* _Instructions for the task_
Below is a block of data; give all of it again word for word.

* _Data to process_
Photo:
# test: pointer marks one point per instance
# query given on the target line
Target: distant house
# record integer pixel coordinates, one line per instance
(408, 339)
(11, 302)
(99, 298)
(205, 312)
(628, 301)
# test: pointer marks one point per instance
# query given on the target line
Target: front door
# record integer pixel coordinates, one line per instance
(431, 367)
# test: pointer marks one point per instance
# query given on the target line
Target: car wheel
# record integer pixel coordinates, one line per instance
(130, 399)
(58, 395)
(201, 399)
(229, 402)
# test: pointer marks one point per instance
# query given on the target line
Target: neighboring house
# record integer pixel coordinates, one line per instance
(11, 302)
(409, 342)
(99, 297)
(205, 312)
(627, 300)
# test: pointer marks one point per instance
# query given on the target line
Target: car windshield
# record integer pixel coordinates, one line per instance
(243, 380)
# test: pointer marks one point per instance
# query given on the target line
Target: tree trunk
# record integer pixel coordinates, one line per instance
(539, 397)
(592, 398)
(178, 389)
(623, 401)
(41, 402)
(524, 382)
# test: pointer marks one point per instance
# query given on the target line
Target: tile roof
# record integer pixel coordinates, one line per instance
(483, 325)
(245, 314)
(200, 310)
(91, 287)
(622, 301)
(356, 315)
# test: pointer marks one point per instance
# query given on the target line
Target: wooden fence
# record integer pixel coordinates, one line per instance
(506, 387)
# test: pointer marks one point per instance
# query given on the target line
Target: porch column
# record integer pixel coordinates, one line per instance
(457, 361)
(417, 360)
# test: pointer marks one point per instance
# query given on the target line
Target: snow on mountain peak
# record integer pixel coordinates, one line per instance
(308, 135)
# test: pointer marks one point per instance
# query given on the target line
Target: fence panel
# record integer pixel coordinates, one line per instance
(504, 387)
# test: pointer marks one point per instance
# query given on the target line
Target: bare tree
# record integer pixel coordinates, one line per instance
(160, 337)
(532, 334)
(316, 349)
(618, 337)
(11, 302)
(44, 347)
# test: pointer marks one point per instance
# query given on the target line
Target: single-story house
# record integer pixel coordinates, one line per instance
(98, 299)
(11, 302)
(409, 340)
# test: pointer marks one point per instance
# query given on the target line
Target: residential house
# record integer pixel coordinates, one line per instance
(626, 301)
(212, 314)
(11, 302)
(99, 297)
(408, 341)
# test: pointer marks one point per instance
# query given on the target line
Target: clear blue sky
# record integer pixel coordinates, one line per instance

* _The result_
Photo:
# test: pointer marks one point per instance
# query given on the target line
Target: distant house
# record integer pixel coordinates, one line per instance
(408, 339)
(11, 302)
(99, 298)
(205, 312)
(628, 301)
# test: pointer marks one point per instance
# query given on the target line
Target: front door
# record integer pixel coordinates, one line per instance
(431, 367)
# test: pointer marks one point per instance
# query given on the target line
Target: car wheel
# record integer pixel coordinates, one line per instance
(130, 399)
(58, 395)
(201, 399)
(229, 402)
# test: pointer marks one point per instance
# query given on the target line
Target: neighboring house
# record integer pixel coordinates, one line per instance
(11, 302)
(409, 342)
(99, 297)
(205, 312)
(627, 300)
# test: pointer marks one point per instance
# query given on the target line
Target: car windshield
# record integer pixel coordinates, one line per instance
(243, 380)
# test: pointer marks one point per instance
# query given on the target line
Target: tree trunk
# record integer pixel coordinates, one line per instance
(539, 397)
(592, 398)
(178, 389)
(623, 401)
(41, 402)
(524, 382)
# test: pointer marks one point per instance
# query given on the target line
Target: tile roof
# record integer pixel coordinates, one line per instance
(483, 325)
(245, 314)
(200, 310)
(91, 287)
(622, 301)
(356, 315)
# test: pointer marks one point per instance
# query given on the target line
Target: wooden fence
# record integer pixel coordinates, one line per instance
(506, 387)
# test: pointer marks one point per instance
# query given on the target line
Target: porch column
# record integer pixel coordinates, one line per instance
(457, 361)
(417, 360)
# test: pointer marks one point per instance
# query given on the target line
Target: snow on mountain peak
# record integer pixel coordinates, one line per instance
(308, 135)
# test: pointer marks one point per instance
# query given on the target line
Target: fence panel
# record integer pixel coordinates, one line per instance
(504, 387)
# test: pointer marks one point per instance
# query given on the target line
Target: bare tree
# record integer pixel coordinates, one line per instance
(160, 337)
(532, 334)
(316, 349)
(618, 337)
(11, 302)
(44, 347)
# test: pointer marks one point per instance
# query given on the target line
Target: single-story house
# record integer pixel coordinates, one line per instance
(98, 299)
(11, 302)
(409, 340)
# test: pointer marks one point per instance
# query given on the target line
Target: residential house
# record integer pixel coordinates, one line per instance
(626, 301)
(212, 314)
(11, 302)
(99, 297)
(408, 341)
# test: pointer marks one point per instance
# query given on the target line
Target: clear blue sky
# record integer pixel coordinates, one line per instance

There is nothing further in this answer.